YOUR TASK: Please tally the lines in the entries below that contain the string "mask", treating uppercase and lowercase as different. Reply with the count alone.

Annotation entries
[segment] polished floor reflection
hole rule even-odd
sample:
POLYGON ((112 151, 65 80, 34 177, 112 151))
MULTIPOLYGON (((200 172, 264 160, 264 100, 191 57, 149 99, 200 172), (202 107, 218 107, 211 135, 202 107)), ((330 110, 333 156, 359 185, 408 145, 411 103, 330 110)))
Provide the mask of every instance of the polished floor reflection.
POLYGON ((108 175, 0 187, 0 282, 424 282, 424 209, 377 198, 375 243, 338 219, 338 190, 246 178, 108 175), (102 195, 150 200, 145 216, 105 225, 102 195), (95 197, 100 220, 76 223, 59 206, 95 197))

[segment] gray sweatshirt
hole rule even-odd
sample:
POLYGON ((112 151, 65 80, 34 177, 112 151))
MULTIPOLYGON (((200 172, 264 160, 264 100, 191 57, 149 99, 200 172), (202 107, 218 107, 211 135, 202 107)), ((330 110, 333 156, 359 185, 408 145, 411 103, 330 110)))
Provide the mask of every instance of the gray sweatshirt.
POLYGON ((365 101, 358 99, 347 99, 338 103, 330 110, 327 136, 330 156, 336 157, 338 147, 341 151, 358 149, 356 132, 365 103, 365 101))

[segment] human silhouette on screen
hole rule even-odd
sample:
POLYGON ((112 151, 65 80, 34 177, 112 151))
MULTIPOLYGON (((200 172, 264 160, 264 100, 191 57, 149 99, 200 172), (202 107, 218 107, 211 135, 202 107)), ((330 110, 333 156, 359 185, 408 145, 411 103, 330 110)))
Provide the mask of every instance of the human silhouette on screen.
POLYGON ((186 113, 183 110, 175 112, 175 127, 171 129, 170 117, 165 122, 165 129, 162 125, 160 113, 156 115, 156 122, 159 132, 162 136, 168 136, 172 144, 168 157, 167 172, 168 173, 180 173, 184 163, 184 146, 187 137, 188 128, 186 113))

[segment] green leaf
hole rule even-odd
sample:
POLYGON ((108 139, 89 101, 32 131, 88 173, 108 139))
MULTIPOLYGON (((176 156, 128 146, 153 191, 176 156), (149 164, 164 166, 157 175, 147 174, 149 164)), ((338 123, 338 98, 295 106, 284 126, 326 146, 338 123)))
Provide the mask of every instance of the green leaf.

...

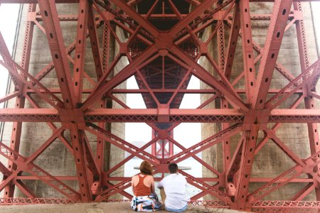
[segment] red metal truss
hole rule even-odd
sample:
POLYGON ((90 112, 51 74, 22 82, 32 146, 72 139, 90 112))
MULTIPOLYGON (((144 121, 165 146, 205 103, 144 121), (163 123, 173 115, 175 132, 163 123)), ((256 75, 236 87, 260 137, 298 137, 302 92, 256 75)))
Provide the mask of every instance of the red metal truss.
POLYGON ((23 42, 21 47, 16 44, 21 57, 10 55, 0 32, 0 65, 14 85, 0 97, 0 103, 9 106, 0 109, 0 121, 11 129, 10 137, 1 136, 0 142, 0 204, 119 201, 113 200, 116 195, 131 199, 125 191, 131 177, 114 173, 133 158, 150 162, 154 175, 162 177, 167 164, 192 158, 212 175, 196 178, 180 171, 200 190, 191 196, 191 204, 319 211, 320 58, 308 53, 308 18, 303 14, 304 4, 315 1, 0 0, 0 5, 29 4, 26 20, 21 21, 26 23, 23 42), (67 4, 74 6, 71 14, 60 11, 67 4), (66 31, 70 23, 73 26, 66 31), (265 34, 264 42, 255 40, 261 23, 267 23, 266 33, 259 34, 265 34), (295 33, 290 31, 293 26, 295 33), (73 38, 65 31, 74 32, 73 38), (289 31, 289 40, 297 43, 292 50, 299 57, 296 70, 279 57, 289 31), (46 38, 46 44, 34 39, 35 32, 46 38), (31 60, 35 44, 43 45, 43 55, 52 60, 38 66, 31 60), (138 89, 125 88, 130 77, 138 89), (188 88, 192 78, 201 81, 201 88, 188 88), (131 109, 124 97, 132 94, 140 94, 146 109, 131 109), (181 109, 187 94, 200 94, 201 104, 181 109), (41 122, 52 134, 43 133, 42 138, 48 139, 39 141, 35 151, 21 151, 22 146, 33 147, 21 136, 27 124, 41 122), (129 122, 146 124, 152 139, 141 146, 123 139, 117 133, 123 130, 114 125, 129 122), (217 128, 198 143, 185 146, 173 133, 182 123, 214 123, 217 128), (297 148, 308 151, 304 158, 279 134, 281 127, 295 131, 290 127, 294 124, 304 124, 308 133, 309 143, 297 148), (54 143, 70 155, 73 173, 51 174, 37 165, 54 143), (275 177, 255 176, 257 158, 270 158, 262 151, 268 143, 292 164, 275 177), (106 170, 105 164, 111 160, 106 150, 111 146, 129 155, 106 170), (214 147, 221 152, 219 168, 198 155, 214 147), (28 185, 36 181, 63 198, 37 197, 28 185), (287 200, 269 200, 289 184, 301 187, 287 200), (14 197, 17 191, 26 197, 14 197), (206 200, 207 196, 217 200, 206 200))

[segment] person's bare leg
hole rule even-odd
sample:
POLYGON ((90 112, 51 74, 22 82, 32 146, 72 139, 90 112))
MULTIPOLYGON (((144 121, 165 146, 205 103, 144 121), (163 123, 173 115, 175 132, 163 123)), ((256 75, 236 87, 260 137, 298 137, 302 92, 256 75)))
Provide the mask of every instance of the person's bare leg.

* * *

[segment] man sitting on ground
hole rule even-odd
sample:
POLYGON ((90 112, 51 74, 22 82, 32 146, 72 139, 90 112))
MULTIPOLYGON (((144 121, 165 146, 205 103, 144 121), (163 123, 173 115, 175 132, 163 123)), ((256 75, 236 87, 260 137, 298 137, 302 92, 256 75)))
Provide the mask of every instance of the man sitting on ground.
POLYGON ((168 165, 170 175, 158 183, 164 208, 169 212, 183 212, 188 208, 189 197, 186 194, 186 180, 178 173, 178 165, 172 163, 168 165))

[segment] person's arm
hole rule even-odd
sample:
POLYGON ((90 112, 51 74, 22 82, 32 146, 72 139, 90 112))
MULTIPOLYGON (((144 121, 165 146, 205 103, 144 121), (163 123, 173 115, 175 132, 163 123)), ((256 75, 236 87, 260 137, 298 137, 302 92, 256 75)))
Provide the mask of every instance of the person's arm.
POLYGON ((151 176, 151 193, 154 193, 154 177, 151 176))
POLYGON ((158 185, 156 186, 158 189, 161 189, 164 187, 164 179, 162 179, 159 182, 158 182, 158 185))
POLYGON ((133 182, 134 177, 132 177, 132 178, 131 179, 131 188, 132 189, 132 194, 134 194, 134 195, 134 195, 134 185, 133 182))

RESPONSE: 8